Image-grounded pointing data
= Beginning of Section =
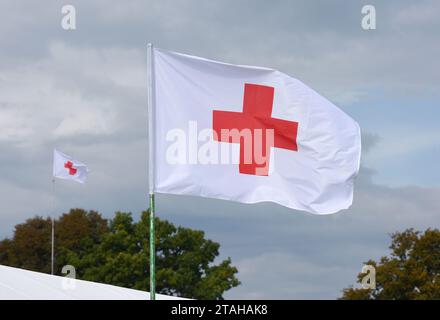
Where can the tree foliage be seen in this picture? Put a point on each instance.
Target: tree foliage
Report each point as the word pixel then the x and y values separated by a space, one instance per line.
pixel 411 271
pixel 117 252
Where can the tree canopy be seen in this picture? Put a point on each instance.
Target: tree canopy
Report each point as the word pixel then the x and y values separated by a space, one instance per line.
pixel 117 252
pixel 410 272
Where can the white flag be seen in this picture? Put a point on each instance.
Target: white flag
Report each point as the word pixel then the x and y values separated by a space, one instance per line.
pixel 249 134
pixel 65 167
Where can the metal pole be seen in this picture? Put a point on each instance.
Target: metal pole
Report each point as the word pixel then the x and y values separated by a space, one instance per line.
pixel 150 105
pixel 53 230
pixel 152 251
= End of Section =
§ **Aim of the task**: Return, word for word, the lines of the data above from the line with "Target: white flag" through the line with "Target: metal pole", inclusive.

§ **Worked solution**:
Target: white flag
Report each point as the word pixel then the x and y values separated by a space, one instance per line.
pixel 249 134
pixel 65 167
Where can the metal pole be seen in this picture? Put a point on each instance.
Target: metal pole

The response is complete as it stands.